===== EXTRAIT

2. D'une part, aux termes de l'article R. 222-1 du code de justice administrative : " (...) les présidents de formation de jugement des tribunaux (...) peuvent, par ordonnance : (...) 4º Rejeter les requêtes manifestement irrecevables, lorsque la juridiction n'est pas tenue d'inviter leur auteur à les régulariser (...) ". Aux termes de l'article L. 243-1 du code des relations entre le public et l'administration : " Un acte réglementaire ou un acte non réglementaire non créateur de droits peut, pour tout motif et sans condition de délai, être modifié ou abrogé sous réserve, le cas échéant, de l'édiction de mesures transitoires dans les conditions prévues à l'article L. 221-6. ". L'article L. 243-2 du même code dispose que : " L'administration est tenue d'abroger expressément un acte réglementaire illégal ou dépourvu d'objet, que cette situation existe depuis son édiction ou qu'elle résulte de circonstances de droit ou de fait postérieures, sauf à ce que l'illégalité ait cessé. / L'administration est tenue d'abroger expressément un acte non réglementaire non créateur de droits devenu illégal ou sans objet en raison de circonstances de droit ou de fait postérieures à son édiction, sauf à ce que l'illégalité ait cessé ".

==========
===== DONNÉES EXTRAITES

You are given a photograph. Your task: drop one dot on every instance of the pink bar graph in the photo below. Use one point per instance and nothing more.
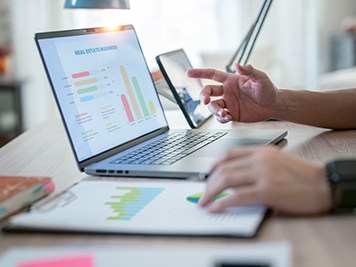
(80, 74)
(127, 108)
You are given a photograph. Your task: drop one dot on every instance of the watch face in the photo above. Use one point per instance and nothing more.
(346, 169)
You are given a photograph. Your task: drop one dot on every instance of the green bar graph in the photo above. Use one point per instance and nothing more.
(152, 107)
(87, 90)
(140, 96)
(131, 202)
(130, 92)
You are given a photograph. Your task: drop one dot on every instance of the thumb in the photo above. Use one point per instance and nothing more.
(249, 71)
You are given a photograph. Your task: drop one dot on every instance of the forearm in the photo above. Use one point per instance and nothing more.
(334, 109)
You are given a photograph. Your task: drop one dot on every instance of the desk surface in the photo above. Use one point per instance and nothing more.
(317, 241)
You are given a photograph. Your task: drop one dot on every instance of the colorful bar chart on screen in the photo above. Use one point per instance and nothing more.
(130, 92)
(80, 74)
(131, 200)
(127, 108)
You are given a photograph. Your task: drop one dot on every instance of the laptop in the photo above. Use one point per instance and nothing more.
(113, 116)
(174, 66)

==========

• _CONSIGNE_:
D'après l'extrait, sous quelle réserve un acte réglementaire peut-il être modifié ou abrogé pour tout motif et sans condition de délai ?

• _RÉSULTAT DE LA TÂCHE_:
Sous réserve, le cas échéant, de l'édiction de mesures transitoires dans les conditions prévues à l'article L. 221-6.